## Requirement
Render the stretch of records from the line containing "entry: gray patterned pillow" through the line containing "[[[228,187],[247,186],[240,158],[222,159],[222,165]]]", both ends included, as a numbered list that skips blank lines and covers only that stretch.

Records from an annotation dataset
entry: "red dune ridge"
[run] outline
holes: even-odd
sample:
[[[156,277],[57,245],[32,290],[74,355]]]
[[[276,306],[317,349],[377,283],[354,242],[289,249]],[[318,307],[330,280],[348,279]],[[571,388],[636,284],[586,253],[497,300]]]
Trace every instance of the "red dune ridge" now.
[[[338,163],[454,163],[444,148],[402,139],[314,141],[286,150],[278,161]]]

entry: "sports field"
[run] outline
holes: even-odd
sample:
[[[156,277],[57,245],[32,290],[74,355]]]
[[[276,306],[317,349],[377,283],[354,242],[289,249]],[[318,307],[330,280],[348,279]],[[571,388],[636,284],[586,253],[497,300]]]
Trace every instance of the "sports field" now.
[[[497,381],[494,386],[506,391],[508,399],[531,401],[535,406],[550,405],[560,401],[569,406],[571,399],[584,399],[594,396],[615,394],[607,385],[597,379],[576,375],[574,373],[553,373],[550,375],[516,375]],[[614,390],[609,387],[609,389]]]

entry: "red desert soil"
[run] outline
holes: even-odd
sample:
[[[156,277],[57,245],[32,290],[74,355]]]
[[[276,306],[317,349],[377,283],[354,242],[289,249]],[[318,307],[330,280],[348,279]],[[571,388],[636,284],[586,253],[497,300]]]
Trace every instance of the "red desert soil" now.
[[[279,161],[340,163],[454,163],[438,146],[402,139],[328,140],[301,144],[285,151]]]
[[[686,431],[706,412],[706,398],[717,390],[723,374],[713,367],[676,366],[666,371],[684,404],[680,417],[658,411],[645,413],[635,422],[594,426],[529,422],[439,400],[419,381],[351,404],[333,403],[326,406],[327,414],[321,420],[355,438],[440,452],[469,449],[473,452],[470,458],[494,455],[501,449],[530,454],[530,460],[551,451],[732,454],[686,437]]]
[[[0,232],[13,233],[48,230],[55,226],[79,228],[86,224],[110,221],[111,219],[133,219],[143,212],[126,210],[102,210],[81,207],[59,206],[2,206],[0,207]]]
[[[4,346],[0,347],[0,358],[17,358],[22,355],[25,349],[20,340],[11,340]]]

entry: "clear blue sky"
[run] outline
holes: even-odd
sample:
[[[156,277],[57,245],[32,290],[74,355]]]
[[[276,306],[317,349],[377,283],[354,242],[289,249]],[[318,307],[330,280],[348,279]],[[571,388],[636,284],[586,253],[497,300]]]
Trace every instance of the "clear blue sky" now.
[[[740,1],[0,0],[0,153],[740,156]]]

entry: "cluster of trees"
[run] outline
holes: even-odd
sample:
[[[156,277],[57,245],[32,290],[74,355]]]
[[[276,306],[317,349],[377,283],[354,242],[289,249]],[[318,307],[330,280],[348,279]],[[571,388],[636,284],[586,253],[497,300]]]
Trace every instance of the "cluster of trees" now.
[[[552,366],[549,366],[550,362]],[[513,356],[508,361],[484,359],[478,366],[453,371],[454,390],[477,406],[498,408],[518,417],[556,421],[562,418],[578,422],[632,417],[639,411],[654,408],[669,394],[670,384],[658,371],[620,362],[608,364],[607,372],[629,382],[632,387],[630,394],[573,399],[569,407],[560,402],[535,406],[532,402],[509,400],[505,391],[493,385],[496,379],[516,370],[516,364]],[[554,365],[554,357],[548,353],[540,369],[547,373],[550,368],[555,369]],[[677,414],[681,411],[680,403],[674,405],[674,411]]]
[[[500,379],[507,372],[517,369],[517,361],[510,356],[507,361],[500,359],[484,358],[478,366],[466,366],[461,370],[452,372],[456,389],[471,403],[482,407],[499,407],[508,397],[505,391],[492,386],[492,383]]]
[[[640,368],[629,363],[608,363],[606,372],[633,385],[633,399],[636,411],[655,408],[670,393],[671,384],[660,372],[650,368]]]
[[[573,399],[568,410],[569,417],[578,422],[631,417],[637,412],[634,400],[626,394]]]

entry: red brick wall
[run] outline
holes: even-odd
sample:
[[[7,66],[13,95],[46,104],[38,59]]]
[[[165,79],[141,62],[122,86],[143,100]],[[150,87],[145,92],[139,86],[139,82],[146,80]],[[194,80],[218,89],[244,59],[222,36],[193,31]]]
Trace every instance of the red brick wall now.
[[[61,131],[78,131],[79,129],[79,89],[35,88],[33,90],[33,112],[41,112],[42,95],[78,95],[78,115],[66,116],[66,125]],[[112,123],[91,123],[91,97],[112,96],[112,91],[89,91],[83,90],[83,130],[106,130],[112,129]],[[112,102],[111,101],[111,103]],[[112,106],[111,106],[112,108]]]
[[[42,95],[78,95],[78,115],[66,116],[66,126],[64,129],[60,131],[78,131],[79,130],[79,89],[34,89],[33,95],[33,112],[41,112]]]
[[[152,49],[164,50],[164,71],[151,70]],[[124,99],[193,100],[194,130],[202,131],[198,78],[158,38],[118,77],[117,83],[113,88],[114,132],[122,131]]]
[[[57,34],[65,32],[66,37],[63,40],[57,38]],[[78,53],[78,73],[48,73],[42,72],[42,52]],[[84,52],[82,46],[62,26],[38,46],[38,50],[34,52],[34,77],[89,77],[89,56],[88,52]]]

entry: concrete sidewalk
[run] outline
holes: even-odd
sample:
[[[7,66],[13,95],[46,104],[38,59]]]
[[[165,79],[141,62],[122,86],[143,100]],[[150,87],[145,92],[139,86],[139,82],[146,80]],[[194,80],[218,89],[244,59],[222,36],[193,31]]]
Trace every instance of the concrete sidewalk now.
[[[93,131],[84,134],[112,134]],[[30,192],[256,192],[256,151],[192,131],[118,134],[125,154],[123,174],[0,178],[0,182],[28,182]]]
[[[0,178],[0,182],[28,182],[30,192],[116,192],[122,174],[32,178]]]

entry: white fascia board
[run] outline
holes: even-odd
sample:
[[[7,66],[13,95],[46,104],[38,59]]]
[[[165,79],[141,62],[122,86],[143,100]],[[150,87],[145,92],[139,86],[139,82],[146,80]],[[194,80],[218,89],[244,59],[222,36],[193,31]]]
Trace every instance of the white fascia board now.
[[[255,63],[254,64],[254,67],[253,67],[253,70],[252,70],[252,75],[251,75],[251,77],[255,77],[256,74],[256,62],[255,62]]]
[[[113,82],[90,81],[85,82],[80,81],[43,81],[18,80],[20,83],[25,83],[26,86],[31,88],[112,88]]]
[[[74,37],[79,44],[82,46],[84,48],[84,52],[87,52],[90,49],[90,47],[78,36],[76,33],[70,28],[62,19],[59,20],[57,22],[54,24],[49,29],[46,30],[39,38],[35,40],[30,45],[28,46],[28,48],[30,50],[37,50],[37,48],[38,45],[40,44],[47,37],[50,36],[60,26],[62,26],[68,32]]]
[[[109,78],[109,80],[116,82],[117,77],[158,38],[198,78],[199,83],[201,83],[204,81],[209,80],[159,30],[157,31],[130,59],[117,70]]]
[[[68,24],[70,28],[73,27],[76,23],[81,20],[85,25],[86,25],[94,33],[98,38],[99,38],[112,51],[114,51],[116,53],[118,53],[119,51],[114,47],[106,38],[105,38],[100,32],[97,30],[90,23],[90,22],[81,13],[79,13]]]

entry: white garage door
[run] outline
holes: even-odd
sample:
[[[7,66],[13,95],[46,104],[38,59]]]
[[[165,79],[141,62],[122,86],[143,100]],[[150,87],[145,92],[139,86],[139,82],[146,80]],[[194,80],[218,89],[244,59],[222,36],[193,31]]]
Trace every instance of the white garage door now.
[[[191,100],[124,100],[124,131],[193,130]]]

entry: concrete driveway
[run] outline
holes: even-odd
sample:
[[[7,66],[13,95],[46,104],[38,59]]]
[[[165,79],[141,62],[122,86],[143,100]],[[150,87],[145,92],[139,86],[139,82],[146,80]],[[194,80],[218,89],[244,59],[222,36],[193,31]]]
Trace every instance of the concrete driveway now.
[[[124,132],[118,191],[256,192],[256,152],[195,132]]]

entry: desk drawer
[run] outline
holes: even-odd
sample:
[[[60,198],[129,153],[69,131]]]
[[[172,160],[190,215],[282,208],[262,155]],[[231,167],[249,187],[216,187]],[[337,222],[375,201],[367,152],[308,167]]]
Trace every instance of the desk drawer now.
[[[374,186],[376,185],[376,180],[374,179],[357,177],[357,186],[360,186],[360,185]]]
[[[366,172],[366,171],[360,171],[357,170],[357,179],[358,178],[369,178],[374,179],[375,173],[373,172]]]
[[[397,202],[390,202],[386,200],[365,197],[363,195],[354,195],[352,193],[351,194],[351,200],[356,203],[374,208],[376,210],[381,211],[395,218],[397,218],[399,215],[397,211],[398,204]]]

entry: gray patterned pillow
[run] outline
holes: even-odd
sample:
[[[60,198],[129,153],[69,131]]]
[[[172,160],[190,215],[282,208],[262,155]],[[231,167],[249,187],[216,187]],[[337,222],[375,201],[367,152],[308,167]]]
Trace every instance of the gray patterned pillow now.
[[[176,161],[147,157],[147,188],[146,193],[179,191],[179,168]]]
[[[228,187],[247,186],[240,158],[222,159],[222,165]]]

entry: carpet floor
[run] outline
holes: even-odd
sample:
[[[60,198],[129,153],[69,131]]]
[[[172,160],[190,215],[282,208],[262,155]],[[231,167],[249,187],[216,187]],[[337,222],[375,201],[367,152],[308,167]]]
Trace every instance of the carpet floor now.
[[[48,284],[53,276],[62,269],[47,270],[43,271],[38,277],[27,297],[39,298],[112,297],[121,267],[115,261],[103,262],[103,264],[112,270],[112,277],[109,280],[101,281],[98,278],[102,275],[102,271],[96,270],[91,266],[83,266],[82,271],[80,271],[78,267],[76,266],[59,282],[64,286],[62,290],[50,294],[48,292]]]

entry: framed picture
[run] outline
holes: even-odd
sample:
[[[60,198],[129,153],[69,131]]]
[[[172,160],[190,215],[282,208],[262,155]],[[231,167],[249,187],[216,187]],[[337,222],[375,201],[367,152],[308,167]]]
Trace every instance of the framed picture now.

## Output
1. entry: gray patterned pillow
2. [run] outline
3. holes: even-odd
4. sample:
5. [[[60,198],[129,153],[69,131]]]
6. [[[172,160],[190,215],[282,208],[262,155]],[[231,167],[249,187],[216,187]],[[337,222],[375,201],[367,152],[308,167]]]
7. Trace every instance of the gray patterned pillow now.
8. [[[176,161],[147,157],[147,188],[146,193],[179,191],[179,168]]]
9. [[[228,187],[247,186],[240,158],[222,159],[222,165]]]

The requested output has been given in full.